─── Provided text ───

Here are some stories to entertain, amuse, or depress:
Bryan Gardiner in Wired Science profiles professional glassblowers who are dedicated to making anatomical models: "Heart of Glass: The Art of Medical Models". The products are beautiful and educational in a way computer models cannot match.
"The detection of interstellar boron sulfide" blog has "A Motivational Correspondance" from a department's astronomy faculty to their graduate students. I can't believe that it's not a parody (although it is presented as serious) because the whole thing would be such a fat target for a lawsuit.
First, while some students are clearly putting their hearts and souls into their research, and spending the hours at the office or lab that are required, others are not. We have received some questions about how many hours a graduate student is expected to work. There is no easy answer, as what matters is your productivity, particularly in the form of good scientific papers. However, if you informally canvass the faculty (those people for whose jobs you came here to train), most will tell you that they worked 80-100 hours/week in graduate school. No one told us to work those hours, but we enjoyed what we were doing enough to want to do so. We were almost always at the office, including at night and on weekends. Nowadays, with the internet, it is fine to work from home sometimes, but you still miss out on learning from and forming collaborations with other graduate students when everyone does not work in the same place at the same time.
From Nature News: "Rejection improves eventual impact of manuscripts". Apparently, articles average more citations when they get bumped from one journal and published in a different journal, irrespective of whether they get published in a higher-impact or lower-impact journal. For all those who have been tweeting the link, do note that the study has a fairly obvious bias: papers that get bumped and then never published aren't counted...
The Archaeobotanist has a detailed critique of the recent rice domestication paper: "A genome map that is not a map of origins (Rice Genetics Watch returns)". Many of the issues that are problematic in identifying "rice origins" are also problems for identifying human migrations:
The authors have concluded the the closest wild ancestors to cultivated rice are living wild populations in the Pearl River basin. The problem is that rice was domesticated not from living population but from past populations almost certainly from regions where wild rice is no extinct (technically, we would say, extirpated). This study demonstrated that big science and lots of resources do not inevitably produce answers, but that nuanced analysis and critical thinking, and in this case some knowledge of Chinese history, are necessary to direct analyses.

───

**Required action 1:** Decide whether each statement below agrees with the roundup of stories, answering yes or no and quoting the words of the roundup that settle it. (a) The glassblowers in the Wired Science profile make anatomical models. (b) The Nature News item reports that rejected articles average more citations only when they are later published in a higher-impact journal. (c) The faculty letter tells graduate students exactly how many hours per week they must work.
**Required action 2:** Carry on the roundup of stories from the point where it ends, keeping its voice.

─── Record set ───

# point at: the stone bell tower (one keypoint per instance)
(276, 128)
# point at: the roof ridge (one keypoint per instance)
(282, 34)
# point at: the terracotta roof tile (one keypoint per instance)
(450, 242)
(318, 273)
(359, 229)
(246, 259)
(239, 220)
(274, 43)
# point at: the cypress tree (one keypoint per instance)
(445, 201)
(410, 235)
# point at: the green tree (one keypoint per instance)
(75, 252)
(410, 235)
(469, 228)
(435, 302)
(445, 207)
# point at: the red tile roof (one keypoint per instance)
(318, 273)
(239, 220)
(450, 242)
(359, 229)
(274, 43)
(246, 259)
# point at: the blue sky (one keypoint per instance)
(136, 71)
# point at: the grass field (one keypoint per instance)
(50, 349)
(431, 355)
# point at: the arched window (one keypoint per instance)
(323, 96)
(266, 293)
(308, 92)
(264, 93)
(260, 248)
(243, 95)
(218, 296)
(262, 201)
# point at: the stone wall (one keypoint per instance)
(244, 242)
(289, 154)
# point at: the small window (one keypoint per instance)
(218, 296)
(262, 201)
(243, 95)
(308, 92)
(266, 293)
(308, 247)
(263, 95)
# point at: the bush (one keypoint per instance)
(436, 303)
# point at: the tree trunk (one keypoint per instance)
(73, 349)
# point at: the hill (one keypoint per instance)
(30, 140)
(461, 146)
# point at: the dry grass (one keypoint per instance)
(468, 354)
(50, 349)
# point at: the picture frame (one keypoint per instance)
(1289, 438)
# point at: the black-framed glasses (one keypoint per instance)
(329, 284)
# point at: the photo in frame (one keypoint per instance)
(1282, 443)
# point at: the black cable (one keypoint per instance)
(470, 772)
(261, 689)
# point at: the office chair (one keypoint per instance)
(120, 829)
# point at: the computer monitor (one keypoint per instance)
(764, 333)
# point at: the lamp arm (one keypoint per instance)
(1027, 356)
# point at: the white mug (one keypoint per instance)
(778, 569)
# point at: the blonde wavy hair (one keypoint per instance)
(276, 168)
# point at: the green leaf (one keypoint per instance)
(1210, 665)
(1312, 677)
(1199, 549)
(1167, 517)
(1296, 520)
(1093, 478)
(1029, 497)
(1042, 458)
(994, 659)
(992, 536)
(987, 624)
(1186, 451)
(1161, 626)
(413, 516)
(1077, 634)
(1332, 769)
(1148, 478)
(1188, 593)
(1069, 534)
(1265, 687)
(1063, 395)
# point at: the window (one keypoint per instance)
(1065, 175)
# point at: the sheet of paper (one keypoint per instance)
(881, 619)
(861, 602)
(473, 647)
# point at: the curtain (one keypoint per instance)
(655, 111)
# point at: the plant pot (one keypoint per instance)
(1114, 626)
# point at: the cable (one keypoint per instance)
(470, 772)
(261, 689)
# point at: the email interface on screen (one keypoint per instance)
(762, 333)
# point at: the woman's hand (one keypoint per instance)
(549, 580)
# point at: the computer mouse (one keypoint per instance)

───

**Exercise answer 1:**
(a) Yes: "professional glassblowers who are dedicated to making anatomical models"
(b) No: "irrespective of whether they get published in a higher-impact or lower-impact journal"
(c) No: "There is no easy answer, as what matters is your productivity, particularly in the form of good scientific papers."

**Exercise answer 2:**
The post's final paragraph discusses the use of archaeological evidence as a reality check on the genetics. I don't have any commitment on rice domestication, but the arguments presented here must be understood.
Clay Shirky in Poynter discusses the media's loss of "trust": "Shirky: ‘We are indeed less willing to agree on what constitutes truth’".
Consider three acts of mainstream media malfeasance unmasked by outsiders: Philip Elmer-DeWitt’s 1995 Time magazine cover story that relied on faked data; CBS News’s 2004 accusations against the President based on forged National Guard memos; and Jonah Lehrer’s 2011 recycling and plagiarism in work he did for the New Yorker and Wired. In all three cases, the ethical lapses were committed by mainstream journalists and unmasked by outsiders working on the Internet, but with very different responses by the institutions that initially published the erroneous material.
I don't endorse Shirky's conclusions but the essay is thought-provoking.
Time magazine's "Moneyland" site has an article by Dan Kadlec: "Why College May Be Totally Free Within 10 Years". The more interesting exchange occurs near the end, where he quotes former Harvard president Lawrence Summers:
There is a reason that people pay a lot of money to go to an event like the Super Bowl when it is free on TV, Summers offers. They get more out of it by being present. Something similar is true of an on-campus education, where you may attend extra-curricular events and engage more fully with faculty and other students.
"Unbundling" college -- in the sense of unbundling a cable TV package -- is an interesting analogy raised in the article. I have heard a high-level college administrator make the same argument, that our students enjoy their campus experience and don't want to finish college sooner. I couldn't help but respond to this argument on the spot: If we allow students to spend less time on campus, we can open the educational experience to more students, including many who can't afford to spend four years marking time.
John T. Tierney in The Atlantic: "AP Classes Are a Scam".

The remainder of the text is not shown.